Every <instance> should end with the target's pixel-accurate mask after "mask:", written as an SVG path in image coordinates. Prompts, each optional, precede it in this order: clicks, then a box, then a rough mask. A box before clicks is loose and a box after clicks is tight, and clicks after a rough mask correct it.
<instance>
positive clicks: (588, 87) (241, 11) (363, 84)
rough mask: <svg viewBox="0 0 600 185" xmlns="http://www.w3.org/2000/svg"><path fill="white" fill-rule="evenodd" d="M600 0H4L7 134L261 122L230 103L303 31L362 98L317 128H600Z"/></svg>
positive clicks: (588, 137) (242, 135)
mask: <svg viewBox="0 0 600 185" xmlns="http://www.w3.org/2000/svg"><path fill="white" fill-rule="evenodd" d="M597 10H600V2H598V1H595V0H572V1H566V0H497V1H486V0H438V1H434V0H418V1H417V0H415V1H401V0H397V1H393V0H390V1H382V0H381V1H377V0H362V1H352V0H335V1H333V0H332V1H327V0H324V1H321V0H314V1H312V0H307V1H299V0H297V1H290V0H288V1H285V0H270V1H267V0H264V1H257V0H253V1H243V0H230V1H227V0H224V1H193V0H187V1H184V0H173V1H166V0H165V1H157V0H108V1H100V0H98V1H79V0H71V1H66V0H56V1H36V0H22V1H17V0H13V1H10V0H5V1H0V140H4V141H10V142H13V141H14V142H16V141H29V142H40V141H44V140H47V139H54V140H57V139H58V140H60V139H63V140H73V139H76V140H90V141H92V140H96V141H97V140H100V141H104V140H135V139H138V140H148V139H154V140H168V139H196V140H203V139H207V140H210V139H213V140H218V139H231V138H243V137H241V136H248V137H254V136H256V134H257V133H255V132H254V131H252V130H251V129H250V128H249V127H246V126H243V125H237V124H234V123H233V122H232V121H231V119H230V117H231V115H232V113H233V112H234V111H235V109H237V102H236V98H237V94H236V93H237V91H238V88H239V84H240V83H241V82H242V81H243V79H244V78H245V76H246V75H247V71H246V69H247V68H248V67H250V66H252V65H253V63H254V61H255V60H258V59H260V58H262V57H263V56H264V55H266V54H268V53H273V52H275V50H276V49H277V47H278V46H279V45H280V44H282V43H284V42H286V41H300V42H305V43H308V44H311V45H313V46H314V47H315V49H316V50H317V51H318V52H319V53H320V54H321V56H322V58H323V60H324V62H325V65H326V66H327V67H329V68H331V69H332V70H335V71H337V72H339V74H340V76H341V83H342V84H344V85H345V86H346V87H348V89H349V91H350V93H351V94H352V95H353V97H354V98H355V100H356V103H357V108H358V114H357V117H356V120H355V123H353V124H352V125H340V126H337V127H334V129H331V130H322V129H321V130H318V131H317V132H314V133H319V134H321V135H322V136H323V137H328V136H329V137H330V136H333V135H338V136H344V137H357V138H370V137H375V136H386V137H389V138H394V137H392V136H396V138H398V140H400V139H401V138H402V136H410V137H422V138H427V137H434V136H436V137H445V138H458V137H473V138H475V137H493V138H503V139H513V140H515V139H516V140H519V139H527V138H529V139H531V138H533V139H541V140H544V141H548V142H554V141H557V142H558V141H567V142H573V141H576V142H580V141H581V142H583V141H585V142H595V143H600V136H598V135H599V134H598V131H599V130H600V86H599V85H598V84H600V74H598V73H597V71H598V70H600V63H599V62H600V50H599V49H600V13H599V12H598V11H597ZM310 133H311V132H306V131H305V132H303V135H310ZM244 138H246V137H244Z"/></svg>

> **INSTRUCTIONS TO FOLLOW**:
Please make an exact copy of the lines above from the line with "positive clicks: (588, 87)" through the line with "rough mask: <svg", both ends included.

> **ANSWER TO THIS EXERCISE**:
positive clicks: (588, 87) (241, 11) (363, 84)
rough mask: <svg viewBox="0 0 600 185" xmlns="http://www.w3.org/2000/svg"><path fill="white" fill-rule="evenodd" d="M600 0H4L7 134L261 122L230 103L303 31L362 98L317 128H600Z"/></svg>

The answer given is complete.